**Task details**
Repeat the records below exactly.

(Dataset entries)

--- START ---

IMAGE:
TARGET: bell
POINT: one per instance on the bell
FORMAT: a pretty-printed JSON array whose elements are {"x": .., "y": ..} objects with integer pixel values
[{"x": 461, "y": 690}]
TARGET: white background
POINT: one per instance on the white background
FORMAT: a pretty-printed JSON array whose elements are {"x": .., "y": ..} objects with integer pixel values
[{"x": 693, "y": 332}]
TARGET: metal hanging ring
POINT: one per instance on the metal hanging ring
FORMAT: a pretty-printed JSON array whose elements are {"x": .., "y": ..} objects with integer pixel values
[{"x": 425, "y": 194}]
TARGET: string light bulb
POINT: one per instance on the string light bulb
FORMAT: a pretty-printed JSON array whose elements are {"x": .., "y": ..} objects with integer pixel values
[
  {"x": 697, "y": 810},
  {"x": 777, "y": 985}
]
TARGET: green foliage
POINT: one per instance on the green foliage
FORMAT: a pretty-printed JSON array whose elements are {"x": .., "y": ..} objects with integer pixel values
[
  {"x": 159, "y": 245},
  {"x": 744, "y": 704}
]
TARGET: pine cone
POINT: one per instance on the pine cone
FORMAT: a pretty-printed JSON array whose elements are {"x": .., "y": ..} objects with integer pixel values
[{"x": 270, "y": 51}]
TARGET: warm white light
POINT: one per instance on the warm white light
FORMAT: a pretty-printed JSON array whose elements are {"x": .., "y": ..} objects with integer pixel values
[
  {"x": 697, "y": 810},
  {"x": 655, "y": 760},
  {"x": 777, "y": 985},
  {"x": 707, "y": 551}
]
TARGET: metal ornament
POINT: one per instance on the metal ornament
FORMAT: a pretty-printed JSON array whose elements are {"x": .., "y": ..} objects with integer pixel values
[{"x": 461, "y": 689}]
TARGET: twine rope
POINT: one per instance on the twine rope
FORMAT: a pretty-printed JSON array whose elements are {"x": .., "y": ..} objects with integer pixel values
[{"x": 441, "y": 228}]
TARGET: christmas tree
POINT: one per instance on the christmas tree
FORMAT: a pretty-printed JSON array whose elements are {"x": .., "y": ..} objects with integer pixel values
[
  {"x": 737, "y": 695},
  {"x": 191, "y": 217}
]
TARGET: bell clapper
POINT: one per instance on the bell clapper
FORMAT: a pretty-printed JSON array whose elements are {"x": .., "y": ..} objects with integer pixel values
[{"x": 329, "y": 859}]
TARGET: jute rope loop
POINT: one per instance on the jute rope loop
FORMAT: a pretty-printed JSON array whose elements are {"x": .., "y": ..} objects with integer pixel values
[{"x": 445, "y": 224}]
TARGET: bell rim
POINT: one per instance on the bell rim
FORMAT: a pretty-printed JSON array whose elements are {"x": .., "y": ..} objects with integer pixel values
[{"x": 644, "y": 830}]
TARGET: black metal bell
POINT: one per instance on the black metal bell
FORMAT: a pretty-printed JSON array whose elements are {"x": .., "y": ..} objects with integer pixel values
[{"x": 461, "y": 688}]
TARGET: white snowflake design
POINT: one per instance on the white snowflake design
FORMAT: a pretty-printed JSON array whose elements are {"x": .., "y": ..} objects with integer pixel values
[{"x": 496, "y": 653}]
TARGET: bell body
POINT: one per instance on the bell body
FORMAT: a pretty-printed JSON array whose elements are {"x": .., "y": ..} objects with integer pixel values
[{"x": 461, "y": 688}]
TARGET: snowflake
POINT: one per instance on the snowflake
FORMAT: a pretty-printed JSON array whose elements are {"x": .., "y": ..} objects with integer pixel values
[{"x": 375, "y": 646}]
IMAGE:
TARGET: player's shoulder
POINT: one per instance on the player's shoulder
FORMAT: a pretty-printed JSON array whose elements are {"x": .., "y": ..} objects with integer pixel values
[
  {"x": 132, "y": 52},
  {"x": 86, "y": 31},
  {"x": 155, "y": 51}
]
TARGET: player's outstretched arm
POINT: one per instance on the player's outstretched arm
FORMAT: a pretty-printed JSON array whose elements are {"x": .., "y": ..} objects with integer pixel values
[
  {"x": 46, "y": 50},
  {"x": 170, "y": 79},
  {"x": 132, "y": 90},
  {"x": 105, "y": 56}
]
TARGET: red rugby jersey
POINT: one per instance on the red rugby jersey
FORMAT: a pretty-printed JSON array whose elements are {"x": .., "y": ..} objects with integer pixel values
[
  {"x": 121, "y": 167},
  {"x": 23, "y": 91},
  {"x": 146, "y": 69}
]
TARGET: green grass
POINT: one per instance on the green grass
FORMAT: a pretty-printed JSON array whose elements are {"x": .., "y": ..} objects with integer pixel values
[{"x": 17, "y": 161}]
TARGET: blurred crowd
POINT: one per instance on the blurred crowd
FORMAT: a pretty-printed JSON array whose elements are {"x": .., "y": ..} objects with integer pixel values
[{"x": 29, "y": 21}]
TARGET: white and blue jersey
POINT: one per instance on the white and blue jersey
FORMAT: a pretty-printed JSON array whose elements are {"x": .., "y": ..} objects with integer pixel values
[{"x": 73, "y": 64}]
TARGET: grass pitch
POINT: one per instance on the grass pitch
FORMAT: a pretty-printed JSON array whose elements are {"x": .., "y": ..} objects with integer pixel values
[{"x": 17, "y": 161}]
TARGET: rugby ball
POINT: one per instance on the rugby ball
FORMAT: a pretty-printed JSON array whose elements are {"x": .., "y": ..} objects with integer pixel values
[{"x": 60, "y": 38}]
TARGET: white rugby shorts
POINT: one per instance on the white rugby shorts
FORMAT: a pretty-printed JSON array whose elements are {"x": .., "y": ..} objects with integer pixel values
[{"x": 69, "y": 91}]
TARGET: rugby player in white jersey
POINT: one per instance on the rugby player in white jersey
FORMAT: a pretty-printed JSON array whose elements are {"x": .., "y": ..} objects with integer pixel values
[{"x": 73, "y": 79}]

--- END ---

**Problem solution**
IMAGE:
TARGET: bell
POINT: one per instance on the bell
FORMAT: a pretty-printed JSON array whose elements are {"x": .., "y": ..} objects with integer pixel values
[{"x": 461, "y": 690}]
TARGET: white background
POINT: one per instance on the white background
FORMAT: a pretty-printed JSON array whose elements are {"x": .., "y": ..} objects with integer pixel values
[{"x": 693, "y": 332}]
TARGET: metal hanging ring
POINT: one per instance on the metal hanging ring
FORMAT: a pretty-printed JSON array whose elements are {"x": .., "y": ..} objects with integer pixel values
[{"x": 425, "y": 194}]
TARGET: string light bulb
POINT: one per instance on the string light bulb
FORMAT: a pretty-printed JSON array whose elements are {"x": .., "y": ..} objects with integer pixel values
[
  {"x": 697, "y": 810},
  {"x": 777, "y": 985}
]
TARGET: green foliage
POINT: one per instance on the green foliage
FORMAT: a pretty-printed JSON array whose elements are {"x": .., "y": ..} objects with integer pixel values
[
  {"x": 159, "y": 245},
  {"x": 744, "y": 704}
]
TARGET: pine cone
POINT: one per instance on the pine cone
FORMAT: a pretty-printed JSON array whose elements are {"x": .., "y": ..} objects with integer pixel values
[{"x": 270, "y": 51}]
TARGET: warm white light
POINT: one per instance on the warm white light
FORMAT: a pretty-printed JSON array whose elements are {"x": .., "y": ..} objects with integer pixel values
[
  {"x": 697, "y": 810},
  {"x": 655, "y": 760},
  {"x": 777, "y": 985},
  {"x": 707, "y": 551}
]
TARGET: metal ornament
POINT: one per instance on the metal ornament
FORMAT: a pretty-printed JSON array whose elements are {"x": .., "y": ..} objects with integer pixel values
[{"x": 461, "y": 689}]
TARGET: twine rope
POINT: one per instance on the twine rope
FORMAT: a pretty-printed JSON array whose elements are {"x": .., "y": ..} objects with integer pixel values
[{"x": 441, "y": 228}]
TARGET: christmas tree
POINT: one per instance on the christmas tree
FORMAT: a pretty-printed JSON array whose elements are {"x": .., "y": ..} objects with integer pixel values
[
  {"x": 737, "y": 695},
  {"x": 191, "y": 217}
]
TARGET: bell clapper
POINT: one per instance on the bell clapper
FORMAT: a pretty-printed JSON array whose elements are {"x": .., "y": ..} objects with integer pixel values
[{"x": 329, "y": 859}]
TARGET: jute rope loop
POINT: one per instance on the jute rope loop
FORMAT: a pretty-printed JSON array whose elements are {"x": .., "y": ..} objects with integer pixel values
[{"x": 445, "y": 224}]
TARGET: bell rim
POINT: one per instance on the bell rim
FORMAT: a pretty-printed JSON array whose elements are {"x": .., "y": ..} objects with integer pixel values
[{"x": 644, "y": 830}]
TARGET: black metal bell
POINT: one per instance on the black metal bell
FORMAT: a pretty-printed JSON array whose elements are {"x": .., "y": ..} objects with integer pixel values
[{"x": 461, "y": 688}]
TARGET: white snowflake design
POINT: one per instance on the white snowflake design
FORMAT: a pretty-printed JSON array whose elements are {"x": .., "y": ..} objects with integer pixel values
[{"x": 496, "y": 653}]
TARGET: bell body
POINT: one per instance on the bell body
FORMAT: a pretty-printed JSON array whose elements are {"x": .., "y": ..} objects with integer pixel values
[{"x": 461, "y": 688}]
TARGET: snowflake
POINT: one per instance on the snowflake
FORMAT: a pretty-printed JSON array whose elements are {"x": .., "y": ..} objects with integer pixel values
[{"x": 375, "y": 646}]
IMAGE:
TARGET: player's shoulder
POINT: one per instance on the player's shoulder
FORMAT: a pretty-printed JSON array whose elements are {"x": .., "y": ..} objects with integer pixel values
[
  {"x": 132, "y": 52},
  {"x": 86, "y": 31},
  {"x": 155, "y": 51}
]
TARGET: player's outstretched arm
POINT: one per instance on the player's outstretched arm
FORMAT: a pretty-printed JSON array whose elements are {"x": .., "y": ..} objects with integer pixel values
[
  {"x": 46, "y": 50},
  {"x": 170, "y": 79},
  {"x": 132, "y": 90},
  {"x": 105, "y": 56}
]
TARGET: red rugby jersey
POINT: one per instance on the red rugby jersey
FORMAT: a pretty-printed JSON array whose elements are {"x": .., "y": ..} objects with integer pixel values
[
  {"x": 121, "y": 167},
  {"x": 23, "y": 91},
  {"x": 146, "y": 69}
]
TARGET: green grass
POINT: one per instance on the green grass
FORMAT: a pretty-printed JSON array whose elements are {"x": .., "y": ..} objects with integer pixel values
[{"x": 17, "y": 161}]
TARGET: blurred crowd
POINT: one per instance on the blurred crowd
FORMAT: a pretty-printed JSON array whose elements are {"x": .., "y": ..} objects with integer pixel values
[{"x": 29, "y": 21}]
TARGET: white and blue jersey
POINT: one per instance on the white and blue jersey
FORMAT: a pretty-printed JSON array whose elements are {"x": .., "y": ..} objects with integer pixel values
[{"x": 73, "y": 64}]
TARGET: grass pitch
POINT: one per instance on the grass pitch
FORMAT: a pretty-printed JSON array whose elements are {"x": .., "y": ..} objects with integer pixel values
[{"x": 17, "y": 161}]
TARGET: rugby ball
POINT: one per instance on the rugby ball
FORMAT: a pretty-printed JSON array whose elements are {"x": .., "y": ..} objects with integer pixel values
[{"x": 60, "y": 38}]
TARGET: white rugby shorts
POINT: one per instance on the white rugby shorts
FORMAT: a pretty-printed JSON array whose elements are {"x": .., "y": ..} objects with integer pixel values
[{"x": 69, "y": 91}]
TARGET: rugby player in white jersey
POINT: one per instance on the rugby player in white jersey
FORMAT: a pretty-printed JSON array whose elements are {"x": .., "y": ..} objects with integer pixel values
[{"x": 73, "y": 79}]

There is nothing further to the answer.